▶ [Goals]:
1) Using the ham/spam notebook, answer the following:
(a) What encoding is passed to read_csv when the CSV file is loaded?
(b) How many of the most frequent words does each word-frequency step keep?
(c) What values are given for min_df and max_df when the CountVectorizer is created?
2) Can you carry the ham/spam notebook forward from its last line, the one that builds word_freq_df?
start Selected passage
In [1]:
import pandas as pd
data = pd.read_csv("../input/hamspam123/Hamspam.csv",encoding = "ISO-8859-1")

In [2]:
data.head()

In [3]:
data.isnull().sum()

In [4]:
data.info()

# Data Cleaning

In [5]:
import re #regular expression
import string

def clean_text(text):
    '''Make text lowercase, remove text in square brackets, remove punctuation and remove words containing numbers.'''
    text = text.lower()
    text = re.sub('\[.*?\]', '', text)
    text = re.sub('[%s]' % re.escape(string.punctuation), '', text)
    text = re.sub('\w*\d\w*', '', text)
    text = re.sub("[0-9" "]+"," ",text)
    text = re.sub('[‘’“”…]', '', text)
    return text

clean = lambda x: clean_text(x)


In [6]:
data['text'] = data.text.apply(clean)
data.text

In [7]:
#Word frequency
freq = pd.Series(' '.join(data['text']).split()).value_counts()[:20] # for top 20
freq

In [8]:
#removing stopwords
from nltk.corpus import stopwords
stop = stopwords.words('english')
data['text'] = data['text'].apply(lambda x: " ".join(x for x in x.split() if x not in stop))

In [9]:
#word frequency after removal of stopwords
freq_Sw = pd.Series(' '.join(data['text']).split()).value_counts()[:20] # for top 20
freq_Sw

In [10]:
# count vectoriser tells the frequency of a word.
from sklearn.feature_extraction.text import CountVectorizer
import numpy as np
vectorizer = CountVectorizer(min_df = 1, max_df = 0.9)
X = vectorizer.fit_transform(data["text"])
word_freq_df = pd.DataFrame({'term': vectorizer.get_feature_names(), 'occurrences':np.asarray(X.sum(axis=0)).ravel().tolist()})
end Selected passage
start Given records
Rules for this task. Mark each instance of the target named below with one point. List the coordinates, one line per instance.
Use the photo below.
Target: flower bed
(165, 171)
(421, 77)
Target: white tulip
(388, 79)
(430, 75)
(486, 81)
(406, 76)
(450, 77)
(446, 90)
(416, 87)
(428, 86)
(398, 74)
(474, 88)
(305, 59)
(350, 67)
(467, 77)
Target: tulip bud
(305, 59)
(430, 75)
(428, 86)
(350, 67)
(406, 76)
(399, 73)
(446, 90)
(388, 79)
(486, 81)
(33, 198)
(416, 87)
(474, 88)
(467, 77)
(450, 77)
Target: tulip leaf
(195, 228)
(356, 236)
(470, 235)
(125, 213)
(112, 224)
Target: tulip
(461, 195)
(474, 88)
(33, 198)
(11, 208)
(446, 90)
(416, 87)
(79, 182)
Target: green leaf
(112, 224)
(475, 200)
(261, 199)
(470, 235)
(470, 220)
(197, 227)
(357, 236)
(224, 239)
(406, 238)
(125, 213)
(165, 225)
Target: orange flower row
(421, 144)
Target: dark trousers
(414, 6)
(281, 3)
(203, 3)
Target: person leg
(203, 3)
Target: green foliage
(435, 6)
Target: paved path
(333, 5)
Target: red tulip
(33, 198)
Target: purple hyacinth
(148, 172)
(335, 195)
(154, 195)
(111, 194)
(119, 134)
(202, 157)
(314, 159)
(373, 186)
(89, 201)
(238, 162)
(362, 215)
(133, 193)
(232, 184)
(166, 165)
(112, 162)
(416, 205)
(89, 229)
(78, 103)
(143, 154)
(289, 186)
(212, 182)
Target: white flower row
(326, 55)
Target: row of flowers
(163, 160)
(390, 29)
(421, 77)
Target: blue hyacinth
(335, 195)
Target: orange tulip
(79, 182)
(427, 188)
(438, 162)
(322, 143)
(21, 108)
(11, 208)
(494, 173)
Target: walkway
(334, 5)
end Given records
▶ [Results for the exercise]:
1)
(a) "ISO-8859-1"
(b) 20
(c) min_df = 1 and max_df = 0.9

2)
word_freq_df['frequency'] = word_freq_df['occurrences']/np.sum(word_freq_df['occurrences'])
#print(word_freq_df.sort('occurrences',ascending = False).head())

In [11]:
word_freq_df.head(30)

In [12]:
#TFIDF - Term frequency inverse Document Frequencyt
from sklearn.feature_extraction.text import TfidfVectorizer
vectorizer = TfidfVectorizer(stop_words='english', max_features= 1000, max_df = 0.5, smooth_idf=True) #keep top 1000 words
doc_vec = vectorizer.fit_transform(data["text"])
names_features = vectorizer.get_feature_names()
dense = doc_vec.todense()
denselist = dense.tolist()
df = pd.DataFrame(denselist, columns = names_features)

In [13]:
df

# N-gram

In [14]:
#Bi-gram
def get_top_n2_words(corpus, n=None):
    vec1 = CountVectorizer(ngram_range=(2,2),  #for tri-gram, put ngram_range=(3,3)
            max_features=2000).fit(corpus)
    bag_of_words = vec1.transform(corpus)
    sum_words = bag_of_words.sum(axis=0) 
    words_freq = [(word, sum_words[0, idx]) for word, idx in     
                  vec1.vocabulary_.items()]
    words_freq =sorted(words_freq, key = lambda x: x[1], 
                reverse=True)
    return words_freq[:n]

In [15]:
top2_words = get_top_n2_words(data["text"], n=200) #top 200
top2_df = pd.DataFrame(top2_words)
top2_df.columns=["Bi-gram", "Freq"]
top2_df.head()

In [16]:
#Bi-gram plot
import matplotlib.pyplot as plt
import seaborn as sns
top20_bigram = top2_df.iloc[0:20,:]
fig = plt.figure(figsize = (10, 5))
plot=sns.barplot(x=top20_bigram["Bi-gram"],y=top20_bigram["Freq"])
plot.set_xticklabels(rotation=45,labels = top20_bigram["Bi-gram"])

In [17]:
#Tri-gram
def get_top_n3_words(corpus, n=None):
    vec1 = CountVectorizer(ngram_range=(3,3), 
           max_features=2000).fit(corpus)
    bag_of_words = vec1.transform(corpus)
    sum_words = bag_of_words.sum(axis=0)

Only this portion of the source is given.